LISTING:
######

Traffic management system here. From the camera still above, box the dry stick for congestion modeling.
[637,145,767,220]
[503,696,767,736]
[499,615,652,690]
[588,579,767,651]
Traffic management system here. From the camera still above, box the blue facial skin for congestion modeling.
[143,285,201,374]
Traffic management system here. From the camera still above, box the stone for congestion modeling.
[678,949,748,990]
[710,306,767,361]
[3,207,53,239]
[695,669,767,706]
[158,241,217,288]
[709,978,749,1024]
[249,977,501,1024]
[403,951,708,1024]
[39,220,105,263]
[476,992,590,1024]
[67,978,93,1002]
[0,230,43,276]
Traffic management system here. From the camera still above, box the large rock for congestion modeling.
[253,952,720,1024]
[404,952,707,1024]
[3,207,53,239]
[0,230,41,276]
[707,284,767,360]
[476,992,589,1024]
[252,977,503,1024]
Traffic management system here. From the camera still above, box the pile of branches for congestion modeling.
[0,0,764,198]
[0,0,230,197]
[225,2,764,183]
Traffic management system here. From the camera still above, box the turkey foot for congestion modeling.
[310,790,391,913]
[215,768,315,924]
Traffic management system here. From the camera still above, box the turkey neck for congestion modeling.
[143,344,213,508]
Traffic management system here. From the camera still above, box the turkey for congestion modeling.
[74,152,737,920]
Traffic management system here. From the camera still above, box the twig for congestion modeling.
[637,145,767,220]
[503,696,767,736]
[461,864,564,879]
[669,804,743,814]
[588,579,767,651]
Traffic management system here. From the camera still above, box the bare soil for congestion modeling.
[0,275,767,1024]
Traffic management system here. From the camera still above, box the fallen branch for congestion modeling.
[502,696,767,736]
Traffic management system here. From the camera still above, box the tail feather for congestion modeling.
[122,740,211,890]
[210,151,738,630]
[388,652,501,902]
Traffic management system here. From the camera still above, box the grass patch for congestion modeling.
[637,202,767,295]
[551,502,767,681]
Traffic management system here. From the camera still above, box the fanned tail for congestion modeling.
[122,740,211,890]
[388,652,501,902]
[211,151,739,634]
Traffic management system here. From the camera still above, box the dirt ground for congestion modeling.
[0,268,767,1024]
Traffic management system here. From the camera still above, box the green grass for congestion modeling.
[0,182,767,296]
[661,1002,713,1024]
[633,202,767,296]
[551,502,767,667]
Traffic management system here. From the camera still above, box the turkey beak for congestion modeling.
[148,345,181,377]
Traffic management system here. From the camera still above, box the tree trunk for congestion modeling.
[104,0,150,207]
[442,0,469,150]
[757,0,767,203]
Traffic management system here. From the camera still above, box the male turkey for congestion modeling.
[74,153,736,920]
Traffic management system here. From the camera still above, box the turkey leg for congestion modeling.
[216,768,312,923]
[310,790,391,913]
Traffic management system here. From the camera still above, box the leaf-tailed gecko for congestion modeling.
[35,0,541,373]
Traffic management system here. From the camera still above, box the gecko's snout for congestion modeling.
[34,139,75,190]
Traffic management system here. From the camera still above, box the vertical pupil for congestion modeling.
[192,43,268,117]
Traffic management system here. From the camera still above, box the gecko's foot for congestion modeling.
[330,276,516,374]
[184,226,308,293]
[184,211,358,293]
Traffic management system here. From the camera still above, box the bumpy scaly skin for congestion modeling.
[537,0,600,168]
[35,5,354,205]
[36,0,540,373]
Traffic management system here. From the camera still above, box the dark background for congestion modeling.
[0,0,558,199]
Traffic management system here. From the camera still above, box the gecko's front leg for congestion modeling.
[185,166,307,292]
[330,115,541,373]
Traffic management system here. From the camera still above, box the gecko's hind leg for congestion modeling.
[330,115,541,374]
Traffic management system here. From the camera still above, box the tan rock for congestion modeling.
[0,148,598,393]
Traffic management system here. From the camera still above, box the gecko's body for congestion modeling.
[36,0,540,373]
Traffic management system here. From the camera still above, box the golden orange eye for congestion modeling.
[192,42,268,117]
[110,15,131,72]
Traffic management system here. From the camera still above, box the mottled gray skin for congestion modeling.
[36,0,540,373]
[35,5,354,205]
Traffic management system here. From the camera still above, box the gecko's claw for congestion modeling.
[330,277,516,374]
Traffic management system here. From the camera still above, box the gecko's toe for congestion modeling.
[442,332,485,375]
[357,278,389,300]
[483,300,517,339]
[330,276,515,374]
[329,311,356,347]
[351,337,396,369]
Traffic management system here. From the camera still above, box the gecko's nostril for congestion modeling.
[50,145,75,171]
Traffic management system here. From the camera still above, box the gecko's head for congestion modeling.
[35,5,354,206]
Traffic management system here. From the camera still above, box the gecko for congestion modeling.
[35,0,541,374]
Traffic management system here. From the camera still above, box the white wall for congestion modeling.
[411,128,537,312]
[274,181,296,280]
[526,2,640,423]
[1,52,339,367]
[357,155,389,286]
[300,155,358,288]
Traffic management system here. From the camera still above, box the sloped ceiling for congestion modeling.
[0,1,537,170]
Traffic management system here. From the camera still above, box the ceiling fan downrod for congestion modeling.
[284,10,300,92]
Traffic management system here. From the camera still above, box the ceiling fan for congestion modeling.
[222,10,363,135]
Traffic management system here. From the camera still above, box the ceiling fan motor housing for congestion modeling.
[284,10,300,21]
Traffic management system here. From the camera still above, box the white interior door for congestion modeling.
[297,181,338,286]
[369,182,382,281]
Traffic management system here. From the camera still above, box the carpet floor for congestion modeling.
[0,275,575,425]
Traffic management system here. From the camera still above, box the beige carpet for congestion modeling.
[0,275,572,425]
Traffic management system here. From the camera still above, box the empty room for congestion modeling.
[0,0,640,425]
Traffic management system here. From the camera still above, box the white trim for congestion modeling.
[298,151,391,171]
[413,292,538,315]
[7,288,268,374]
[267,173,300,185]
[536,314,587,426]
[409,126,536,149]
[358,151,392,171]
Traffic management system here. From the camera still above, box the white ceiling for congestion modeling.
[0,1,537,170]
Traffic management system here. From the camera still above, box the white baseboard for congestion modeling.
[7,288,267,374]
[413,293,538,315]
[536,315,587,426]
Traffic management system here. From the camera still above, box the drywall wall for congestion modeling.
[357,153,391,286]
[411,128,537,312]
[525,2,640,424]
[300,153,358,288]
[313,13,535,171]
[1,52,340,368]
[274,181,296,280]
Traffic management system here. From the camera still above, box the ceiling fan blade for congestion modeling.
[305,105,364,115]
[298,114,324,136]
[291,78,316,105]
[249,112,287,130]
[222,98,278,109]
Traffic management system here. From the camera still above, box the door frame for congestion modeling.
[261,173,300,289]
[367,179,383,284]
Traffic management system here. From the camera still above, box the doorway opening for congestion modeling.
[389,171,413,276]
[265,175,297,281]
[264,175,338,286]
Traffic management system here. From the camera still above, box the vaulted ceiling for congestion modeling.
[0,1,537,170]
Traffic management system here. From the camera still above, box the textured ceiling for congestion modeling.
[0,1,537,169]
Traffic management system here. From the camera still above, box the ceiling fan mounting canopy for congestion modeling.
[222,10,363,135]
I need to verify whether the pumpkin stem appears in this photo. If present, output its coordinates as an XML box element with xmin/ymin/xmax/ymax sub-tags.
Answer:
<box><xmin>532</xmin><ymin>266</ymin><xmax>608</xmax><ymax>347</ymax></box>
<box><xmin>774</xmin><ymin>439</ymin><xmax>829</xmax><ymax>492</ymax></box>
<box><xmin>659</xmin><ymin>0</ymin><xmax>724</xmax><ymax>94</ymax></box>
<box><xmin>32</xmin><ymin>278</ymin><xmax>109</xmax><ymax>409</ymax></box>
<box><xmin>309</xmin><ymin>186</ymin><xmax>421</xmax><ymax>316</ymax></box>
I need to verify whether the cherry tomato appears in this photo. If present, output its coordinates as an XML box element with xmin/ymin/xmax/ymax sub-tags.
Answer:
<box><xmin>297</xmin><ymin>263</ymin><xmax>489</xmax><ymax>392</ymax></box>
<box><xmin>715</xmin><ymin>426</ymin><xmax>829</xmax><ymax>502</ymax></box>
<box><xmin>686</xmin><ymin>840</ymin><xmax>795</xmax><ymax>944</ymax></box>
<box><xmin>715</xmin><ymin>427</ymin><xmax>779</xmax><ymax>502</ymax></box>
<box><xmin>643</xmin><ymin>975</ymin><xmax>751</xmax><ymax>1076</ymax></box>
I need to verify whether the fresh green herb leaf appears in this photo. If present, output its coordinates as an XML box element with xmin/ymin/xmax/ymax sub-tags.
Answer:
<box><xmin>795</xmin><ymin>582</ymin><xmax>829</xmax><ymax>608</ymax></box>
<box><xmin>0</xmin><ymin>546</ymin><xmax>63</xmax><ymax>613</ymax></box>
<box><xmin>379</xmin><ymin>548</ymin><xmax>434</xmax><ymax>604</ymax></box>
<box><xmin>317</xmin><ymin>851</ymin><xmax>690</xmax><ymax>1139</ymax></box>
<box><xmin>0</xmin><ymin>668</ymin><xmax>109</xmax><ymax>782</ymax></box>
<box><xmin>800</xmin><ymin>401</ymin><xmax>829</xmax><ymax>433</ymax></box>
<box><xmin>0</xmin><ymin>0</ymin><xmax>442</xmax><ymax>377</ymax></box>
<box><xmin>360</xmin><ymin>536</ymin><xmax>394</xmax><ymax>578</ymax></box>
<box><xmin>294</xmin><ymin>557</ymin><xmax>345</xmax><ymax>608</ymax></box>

######

WHAT THE EXERCISE ASKS: Quote, without alteration, the final stretch of the entries: the line with "I need to verify whether the fresh" onward to the last line.

ANSWER TO THIS TASK:
I need to verify whether the fresh green herb leaf appears in this photo. If present, output its coordinates as an XML box element with xmin/ymin/xmax/ymax sub-tags.
Answer:
<box><xmin>795</xmin><ymin>582</ymin><xmax>829</xmax><ymax>608</ymax></box>
<box><xmin>0</xmin><ymin>546</ymin><xmax>63</xmax><ymax>613</ymax></box>
<box><xmin>379</xmin><ymin>548</ymin><xmax>434</xmax><ymax>604</ymax></box>
<box><xmin>317</xmin><ymin>851</ymin><xmax>690</xmax><ymax>1139</ymax></box>
<box><xmin>0</xmin><ymin>668</ymin><xmax>109</xmax><ymax>782</ymax></box>
<box><xmin>800</xmin><ymin>401</ymin><xmax>829</xmax><ymax>433</ymax></box>
<box><xmin>0</xmin><ymin>0</ymin><xmax>442</xmax><ymax>377</ymax></box>
<box><xmin>360</xmin><ymin>536</ymin><xmax>394</xmax><ymax>578</ymax></box>
<box><xmin>294</xmin><ymin>557</ymin><xmax>345</xmax><ymax>608</ymax></box>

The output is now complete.